What to produce
Copy the whole listing below line for line, changing nothing.
Start
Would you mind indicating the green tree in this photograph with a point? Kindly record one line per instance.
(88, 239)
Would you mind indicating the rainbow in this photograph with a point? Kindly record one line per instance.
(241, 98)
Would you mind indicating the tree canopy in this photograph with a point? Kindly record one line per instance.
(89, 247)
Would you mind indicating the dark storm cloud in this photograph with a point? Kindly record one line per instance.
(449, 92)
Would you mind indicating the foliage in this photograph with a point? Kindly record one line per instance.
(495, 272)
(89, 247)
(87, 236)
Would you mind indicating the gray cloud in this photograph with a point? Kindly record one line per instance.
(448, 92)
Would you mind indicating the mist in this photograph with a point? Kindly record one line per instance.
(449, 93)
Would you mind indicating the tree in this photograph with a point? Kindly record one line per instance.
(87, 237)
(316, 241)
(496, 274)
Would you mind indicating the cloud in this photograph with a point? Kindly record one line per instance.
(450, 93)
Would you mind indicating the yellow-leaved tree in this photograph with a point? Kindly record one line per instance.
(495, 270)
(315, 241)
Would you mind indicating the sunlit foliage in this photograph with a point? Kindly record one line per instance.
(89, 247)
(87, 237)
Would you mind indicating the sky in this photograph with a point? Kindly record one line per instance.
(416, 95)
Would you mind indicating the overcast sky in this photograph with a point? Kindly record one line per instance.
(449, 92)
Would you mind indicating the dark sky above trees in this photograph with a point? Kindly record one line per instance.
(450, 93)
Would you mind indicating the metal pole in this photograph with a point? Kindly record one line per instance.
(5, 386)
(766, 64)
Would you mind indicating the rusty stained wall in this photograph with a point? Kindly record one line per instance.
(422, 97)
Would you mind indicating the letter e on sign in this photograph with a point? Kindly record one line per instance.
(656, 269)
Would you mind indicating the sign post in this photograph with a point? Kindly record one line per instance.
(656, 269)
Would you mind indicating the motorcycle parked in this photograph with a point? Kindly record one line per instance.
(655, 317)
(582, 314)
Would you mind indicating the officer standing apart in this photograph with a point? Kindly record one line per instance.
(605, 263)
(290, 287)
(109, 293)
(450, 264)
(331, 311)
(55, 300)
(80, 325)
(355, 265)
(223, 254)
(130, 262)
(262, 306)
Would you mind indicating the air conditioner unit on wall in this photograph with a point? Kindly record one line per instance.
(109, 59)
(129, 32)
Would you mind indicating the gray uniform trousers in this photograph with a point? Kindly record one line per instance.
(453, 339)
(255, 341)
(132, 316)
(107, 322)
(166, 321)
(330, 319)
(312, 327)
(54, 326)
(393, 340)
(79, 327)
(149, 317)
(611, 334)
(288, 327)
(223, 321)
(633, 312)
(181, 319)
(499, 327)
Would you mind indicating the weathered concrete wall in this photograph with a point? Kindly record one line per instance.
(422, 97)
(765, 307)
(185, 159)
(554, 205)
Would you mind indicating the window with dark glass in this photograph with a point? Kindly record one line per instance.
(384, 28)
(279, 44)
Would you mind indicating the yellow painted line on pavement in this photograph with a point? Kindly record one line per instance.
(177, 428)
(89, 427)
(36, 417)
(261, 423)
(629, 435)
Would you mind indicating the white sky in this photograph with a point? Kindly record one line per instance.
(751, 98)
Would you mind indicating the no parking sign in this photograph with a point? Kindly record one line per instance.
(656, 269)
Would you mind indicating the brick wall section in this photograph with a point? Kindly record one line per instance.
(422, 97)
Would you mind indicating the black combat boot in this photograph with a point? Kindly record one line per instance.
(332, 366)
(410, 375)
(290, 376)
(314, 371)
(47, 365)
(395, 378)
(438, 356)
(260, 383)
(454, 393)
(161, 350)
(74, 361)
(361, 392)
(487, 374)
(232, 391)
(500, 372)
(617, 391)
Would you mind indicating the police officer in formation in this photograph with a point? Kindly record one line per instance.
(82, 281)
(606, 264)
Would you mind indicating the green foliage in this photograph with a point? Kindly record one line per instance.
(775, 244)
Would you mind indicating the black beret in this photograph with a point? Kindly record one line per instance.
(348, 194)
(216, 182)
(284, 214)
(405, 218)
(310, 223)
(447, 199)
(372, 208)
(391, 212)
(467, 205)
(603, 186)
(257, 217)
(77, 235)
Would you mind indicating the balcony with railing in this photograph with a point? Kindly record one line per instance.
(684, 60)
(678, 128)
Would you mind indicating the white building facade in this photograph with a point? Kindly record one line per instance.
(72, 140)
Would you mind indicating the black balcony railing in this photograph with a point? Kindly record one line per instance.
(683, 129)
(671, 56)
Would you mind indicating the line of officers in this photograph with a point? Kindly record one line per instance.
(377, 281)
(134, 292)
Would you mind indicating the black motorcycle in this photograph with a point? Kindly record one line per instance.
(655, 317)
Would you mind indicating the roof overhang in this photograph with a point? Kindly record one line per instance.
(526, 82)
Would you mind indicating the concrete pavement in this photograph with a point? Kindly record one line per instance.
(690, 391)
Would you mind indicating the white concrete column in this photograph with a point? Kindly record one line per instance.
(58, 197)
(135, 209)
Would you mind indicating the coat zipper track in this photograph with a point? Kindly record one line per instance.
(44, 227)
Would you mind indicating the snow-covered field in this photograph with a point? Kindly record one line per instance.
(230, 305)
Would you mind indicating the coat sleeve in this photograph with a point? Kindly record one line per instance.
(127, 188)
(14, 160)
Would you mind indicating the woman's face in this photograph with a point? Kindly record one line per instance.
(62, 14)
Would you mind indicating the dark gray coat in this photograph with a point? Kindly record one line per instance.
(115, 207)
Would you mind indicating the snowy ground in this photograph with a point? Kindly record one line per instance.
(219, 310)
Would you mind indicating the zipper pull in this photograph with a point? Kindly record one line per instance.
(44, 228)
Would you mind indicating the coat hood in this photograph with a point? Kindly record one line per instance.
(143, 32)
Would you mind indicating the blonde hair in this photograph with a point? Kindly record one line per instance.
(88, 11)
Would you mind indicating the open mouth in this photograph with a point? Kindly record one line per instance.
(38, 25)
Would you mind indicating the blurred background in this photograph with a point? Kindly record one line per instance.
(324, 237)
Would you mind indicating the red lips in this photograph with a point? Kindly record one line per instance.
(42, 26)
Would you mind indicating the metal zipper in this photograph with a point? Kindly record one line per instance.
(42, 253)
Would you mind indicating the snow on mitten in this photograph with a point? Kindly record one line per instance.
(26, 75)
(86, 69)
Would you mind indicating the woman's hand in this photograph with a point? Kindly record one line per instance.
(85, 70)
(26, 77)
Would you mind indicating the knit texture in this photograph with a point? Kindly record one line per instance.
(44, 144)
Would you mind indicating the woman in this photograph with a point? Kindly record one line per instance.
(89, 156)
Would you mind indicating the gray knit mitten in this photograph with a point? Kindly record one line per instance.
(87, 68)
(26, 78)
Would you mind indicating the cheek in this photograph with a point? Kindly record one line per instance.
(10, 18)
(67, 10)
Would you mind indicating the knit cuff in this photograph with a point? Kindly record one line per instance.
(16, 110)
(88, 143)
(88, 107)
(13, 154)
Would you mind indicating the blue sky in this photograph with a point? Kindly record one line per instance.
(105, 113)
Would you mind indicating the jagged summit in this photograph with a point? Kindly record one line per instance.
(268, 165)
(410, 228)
End
Final result
Would you mind indicating the green tree in this photograph with a point? Kindly record one line per instance.
(88, 239)
Would you mind indicating the rainbow in this photograph with a point? Kindly record one line per instance.
(241, 98)
Would you mind indicating the tree canopy in this photograph with a point? Kindly record one line per instance.
(89, 247)
Would you mind indicating the dark storm cloud in this photograph with a point? Kindly record one line per instance.
(449, 92)
Would you mind indicating the foliage in this photograph with a point? Kindly record one line per instance.
(495, 272)
(89, 247)
(87, 236)
Would you mind indicating the gray cloud in this photograph with a point? Kindly record one line per instance.
(448, 92)
Would you mind indicating the mist in this photograph with a point? Kindly record one line per instance.
(449, 93)
Would you mind indicating the tree in this photograph with a point? Kindly record one line per instance.
(87, 237)
(316, 241)
(496, 274)
Would you mind indicating the cloud in this photograph with a point? Kindly record one line per instance.
(450, 93)
Would you mind indicating the yellow-leaved tree in this photograph with a point? Kindly record one line per instance.
(495, 270)
(315, 241)
Would you mind indicating the sunlit foliage in this photograph with a point? Kindly record one line per instance.
(89, 247)
(87, 237)
Would you mind indicating the sky in this photograph with a point? Kindly record one line per instance.
(416, 95)
Would you mind indicating the overcast sky in this photograph with a point? Kindly record one line per instance.
(449, 92)
Would you mind indicating the dark sky above trees in this photograph with a point? Kindly record one line per instance.
(450, 93)
Would you mind indicating the metal pole in this photograph with a point? Kindly record one line per instance.
(5, 386)
(766, 64)
Would you mind indicating the rusty stained wall in this photograph with a point? Kindly record one line per instance.
(422, 97)
Would you mind indicating the letter e on sign in this photograph with a point? Kindly record one line per instance.
(656, 269)
Would you mind indicating the sign post in this photograph with a point? Kindly record one line per instance.
(656, 269)
Would you mind indicating the motorcycle parked in this photograph with a point? Kindly record one line per instance.
(655, 317)
(582, 314)
Would you mind indicating the officer standing apart in this photograph with a point? Kindly record one line per instance.
(605, 263)
(290, 287)
(109, 293)
(450, 264)
(331, 311)
(55, 300)
(80, 325)
(355, 265)
(223, 254)
(130, 262)
(262, 306)
Would you mind indicating the air conditioner unit on wall in this photograph with a point? Kindly record one line per instance.
(109, 59)
(129, 32)
Would you mind indicating the gray uniform trousers in this photograph with a point? Kindly record one line per instance.
(453, 339)
(255, 341)
(132, 316)
(107, 322)
(166, 321)
(330, 319)
(312, 327)
(54, 326)
(393, 340)
(79, 327)
(149, 317)
(611, 334)
(288, 327)
(223, 321)
(633, 312)
(181, 319)
(499, 327)
Would you mind indicating the weathered concrete wall in this photograph with a point? Kindly record one line per instance.
(422, 97)
(765, 307)
(185, 159)
(554, 205)
Would you mind indicating the window with dark glass in this photograph with a point? Kindly record one line per instance.
(384, 28)
(279, 44)
Would you mind indicating the yellow painted line on pavement in this photograph with a point? Kindly record one line per instance.
(177, 428)
(89, 427)
(36, 417)
(261, 423)
(629, 435)
Would you mind indicating the white sky in this photograph with a point? Kindly record one line per instance.
(751, 98)
Would you mind indicating the no parking sign in this photograph with a point? Kindly record one line per instance.
(656, 269)
Would you mind indicating the brick wall section in this photograph with a point? Kindly record one line per instance.
(422, 97)
Would you mind indicating the black combat boot in this photograph with a point? Kindly record one line per instance.
(332, 366)
(410, 375)
(290, 376)
(314, 371)
(47, 365)
(395, 378)
(438, 356)
(260, 383)
(454, 393)
(161, 350)
(74, 361)
(361, 392)
(487, 374)
(232, 391)
(500, 372)
(617, 391)
Would you mind indicating the police officer in formation in this photograph with a point? Kindly record one line per instance.
(82, 281)
(606, 264)
Would you mind indicating the green foliage in this photograph with a point? Kindly record one line per instance.
(775, 244)
Would you mind indicating the black beret in this photograph with a point? Kindly record one line per instance.
(348, 194)
(216, 182)
(284, 214)
(405, 218)
(310, 223)
(447, 199)
(372, 208)
(391, 212)
(467, 205)
(603, 186)
(257, 217)
(77, 235)
Would you mind indicating the balcony with railing in this photograph with a point? Kindly record one line per instance.
(684, 60)
(678, 128)
Would you mind indicating the white building facade in this photograph with a point? Kindly record one line per instance.
(72, 140)
Would you mind indicating the black balcony railing in this photograph with a point? Kindly record one line per instance.
(683, 129)
(671, 56)
Would you mind indicating the line of officers in this photograph with a point? Kindly record one line per instance.
(377, 281)
(134, 292)
Would you mind indicating the black motorcycle in this photograph with a point? Kindly record one line per instance.
(655, 317)
Would you mind indicating the roof overhang in this photograph with a point? Kindly record one line per instance.
(526, 82)
Would you mind indicating the concrete pavement in this photograph with a point? Kindly record one line per instance.
(690, 391)
Would you mind indicating the white concrete column in this photograph with a point? Kindly record one line per instance.
(58, 197)
(135, 209)
Would you mind indicating the coat zipper track in this photograph with a point? Kindly record one line per instance.
(44, 227)
Would you mind indicating the snow-covered field in this photograph with a point? Kindly record one line per instance.
(230, 305)
Would you mind indicating the coat sleeve in this photograph with a point? Kindly record one line per instance.
(127, 188)
(14, 160)
Would you mind indicating the woman's face in this photograph with a point? Kindly record one line per instance.
(62, 14)
Would you mind indicating the dark gray coat in this photograph with a point? Kindly record one line per instance.
(115, 207)
Would you mind indicating the snowy ground in this photograph with a point? Kindly record one line per instance.
(219, 310)
Would you mind indicating the zipper pull in this photograph with a point? Kindly record one line per instance.
(44, 228)
Would you mind indicating the coat hood in this photograph with a point? Kindly record one line per instance.
(143, 32)
Would you mind indicating the blonde hair in this photograph with a point? Kindly record one line per instance.
(88, 11)
Would you mind indicating the open mouth in this photograph with a point? Kindly record one line per instance.
(38, 25)
Would you mind indicating the blurred background in this photograph with a point? Kindly record one line per instance.
(324, 237)
Would you mind indicating the red lips in this photograph with a point? Kindly record one line per instance.
(42, 26)
Would you mind indicating the metal zipper in this photograph with a point? Kindly record one line per instance.
(42, 253)
Would you mind indicating the snow on mitten in this photograph with a point? Kindly record one line per instance.
(26, 75)
(86, 69)
Would you mind indicating the woman's hand in this photograph with a point? Kindly record one line per instance.
(85, 70)
(26, 77)
Would you mind indicating the knit texture in this photograph with a point? Kindly record one line per instance.
(44, 144)
Would you mind indicating the woman in this photograph with a point? Kindly record one line per instance.
(89, 156)
Would you mind indicating the gray knit mitten in this photograph with a point? Kindly record one line per instance.
(87, 68)
(26, 78)
Would you mind indicating the cheek in this photograph with a point? Kindly record one line per instance.
(10, 18)
(67, 10)
Would you mind indicating the knit cuff in this photograph with a point? Kindly record one line per instance.
(16, 110)
(88, 143)
(88, 107)
(13, 154)
Would you mind indicating the blue sky in this photograph with a point? Kindly record one line per instance.
(105, 113)
Would you mind indicating the jagged summit in this photograph with a point? Kindly record one line per instance.
(268, 165)
(410, 228)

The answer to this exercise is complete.